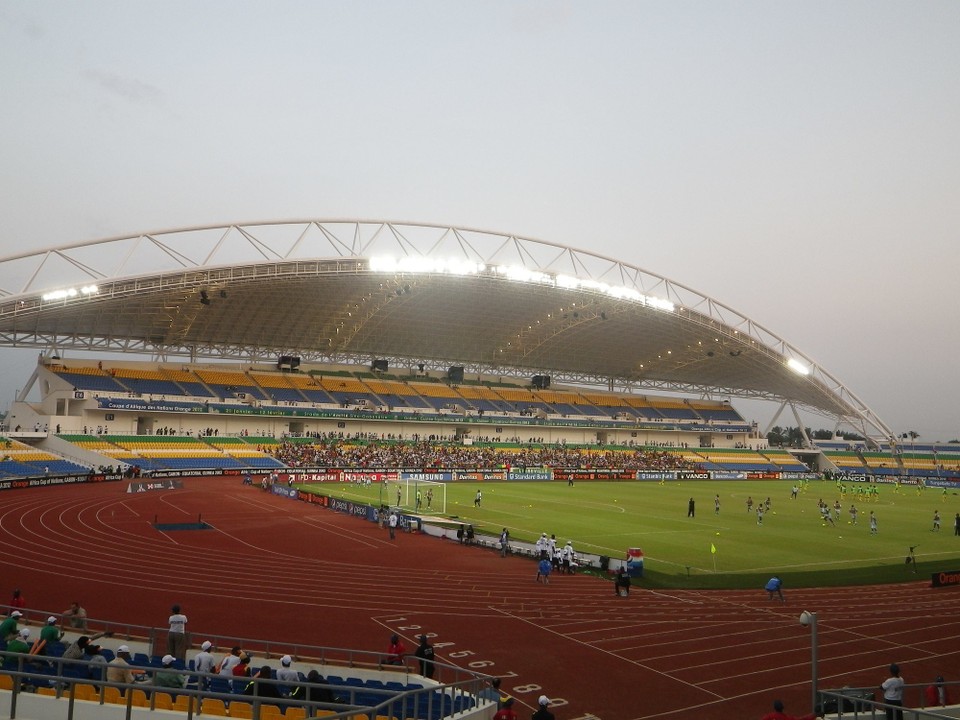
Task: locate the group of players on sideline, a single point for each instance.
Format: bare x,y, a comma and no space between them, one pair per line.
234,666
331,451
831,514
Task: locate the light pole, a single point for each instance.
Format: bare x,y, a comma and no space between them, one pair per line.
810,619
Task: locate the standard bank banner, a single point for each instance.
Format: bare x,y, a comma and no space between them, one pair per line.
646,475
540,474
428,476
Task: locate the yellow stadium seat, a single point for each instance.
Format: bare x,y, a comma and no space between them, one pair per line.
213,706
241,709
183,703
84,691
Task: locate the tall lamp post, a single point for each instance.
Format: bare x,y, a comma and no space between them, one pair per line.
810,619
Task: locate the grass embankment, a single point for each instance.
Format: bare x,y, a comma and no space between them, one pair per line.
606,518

Exercise objective ::
When you copy the entries above, reproduce each line exactly and leave out any pictures.

Answer section ::
Task: locate the group of players on sideline, a single point for each instance.
Format: bare x,y, a comma and no space between them, one pair per line.
234,666
331,451
831,514
Task: locate the light pole, a single point for each instance.
Format: bare x,y, a comma and no space between them, one pair per line.
810,619
Task: locate the standard bank banner, a single point for each instance.
Format: bare x,y, a comma and no space between them, one pair per line.
646,475
540,474
428,476
Task: locate the yellow stadium seat, a single point for each instance.
Format: bare x,y, a comma and no space between them, one pair per line.
213,706
241,709
183,703
84,691
Task: locate the tall lamp post, a single point for each instance.
Format: bare x,y, a comma and no space between them, one pair per line.
810,619
Task: locate the grass embankment, a single point for each instance.
Format: bare x,y, a comma and no space between them, one pair per line.
606,518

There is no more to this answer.